_EJERCICIOS:_
- a) En el texto sobre el juego de pelota, ¿qué parte del cuerpo no se podía usar para pasarse la pelota?
- b) Escribe la continuación del texto sobre el juego de pelota.

_TEXTO PARA ANALIZAR:_
====
El juego consistía en pasarse la pelota sin que cayese al suelo, en una especie de rondo aéreo en el que se podía usar cualquier parte del cuerpo excepto las manos. Los pases se sucedían con virtuosismo, con el empeine interior del pie, con la cabeza, de espuela (“escorpión”, que se diría en jerga), con los codos, y en toda suerte de piruetas y gestos técnicos imposibles. Exceptuando un par de los jugadores, la edad media del grupo no bajaba de la cincuentena. La admirable forma física y la fluidez de los movimientos resultaban hipnóticos.

Este juego era una variable no competitiva del sepaw takraw, esa mezcla entre fútbol y voleibol que se practica en el sudeste asiático y que ya habíamos presenciado en Chiang Mai. Ese deporte espectacular y exigente no es sino el desarrollo más notable de una disciplina más extensa. Las versiones aptas para jugadores menos atléticos comparten los rasgos esenciales del deporte matriz: la combinación aérea, la pelota de rattan, la capacidad casi mágica para pasarse la pelota sin que toque el suelo.
====
_DATOS:_
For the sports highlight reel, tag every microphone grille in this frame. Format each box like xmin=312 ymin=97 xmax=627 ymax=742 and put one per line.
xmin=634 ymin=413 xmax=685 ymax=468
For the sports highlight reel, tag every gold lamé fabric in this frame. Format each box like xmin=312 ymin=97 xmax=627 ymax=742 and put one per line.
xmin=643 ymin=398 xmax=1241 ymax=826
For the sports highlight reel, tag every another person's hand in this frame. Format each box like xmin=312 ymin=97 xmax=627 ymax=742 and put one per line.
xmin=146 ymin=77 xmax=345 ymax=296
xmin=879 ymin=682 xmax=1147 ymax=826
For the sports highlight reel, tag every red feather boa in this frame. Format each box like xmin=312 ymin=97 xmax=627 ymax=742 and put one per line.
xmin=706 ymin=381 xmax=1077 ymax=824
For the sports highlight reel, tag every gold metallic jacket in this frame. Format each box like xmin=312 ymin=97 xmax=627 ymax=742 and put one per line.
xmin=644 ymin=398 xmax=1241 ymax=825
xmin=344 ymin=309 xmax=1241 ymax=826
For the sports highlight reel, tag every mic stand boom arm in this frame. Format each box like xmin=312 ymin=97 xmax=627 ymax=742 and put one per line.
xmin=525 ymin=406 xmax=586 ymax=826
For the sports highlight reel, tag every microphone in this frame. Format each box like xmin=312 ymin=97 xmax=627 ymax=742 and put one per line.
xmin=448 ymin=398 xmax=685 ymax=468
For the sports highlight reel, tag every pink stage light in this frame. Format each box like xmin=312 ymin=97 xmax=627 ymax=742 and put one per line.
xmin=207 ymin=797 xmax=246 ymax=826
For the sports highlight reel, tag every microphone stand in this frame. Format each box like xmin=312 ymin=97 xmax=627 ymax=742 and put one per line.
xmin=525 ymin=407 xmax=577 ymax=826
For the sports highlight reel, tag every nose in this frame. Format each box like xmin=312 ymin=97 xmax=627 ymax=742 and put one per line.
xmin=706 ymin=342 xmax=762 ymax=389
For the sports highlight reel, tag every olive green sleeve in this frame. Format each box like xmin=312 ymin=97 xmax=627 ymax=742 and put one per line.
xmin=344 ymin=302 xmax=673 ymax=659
====
_RESPUESTAS POR ÍTEM:_
- a) Las manos.

- b)
En Kamphaeng Phet habíamos visto otra alternativa que agregaba cierto interés competitivo. En mitad del rondo, cinco metros sobre sus cabezas, había colocada una cesta donde intentaban introducir la pelota. El juego seguía siendo el mismo, pero de vez en cuando el jugador no se contentaba con dar el pase sino que ensayaba el asalto a la cesta. Aquel grupo de ociosos bomberos lo lograba con impresionante sencillez. Al ver que les fotografiaba, comenzaron a probar movimientos cada vez más complejos. Tampoco estos eran hombres jóvenes, pero eso no era un inconveniente. La forma física general de los mayores asiáticos no deja de sorprender a cualquier europeo.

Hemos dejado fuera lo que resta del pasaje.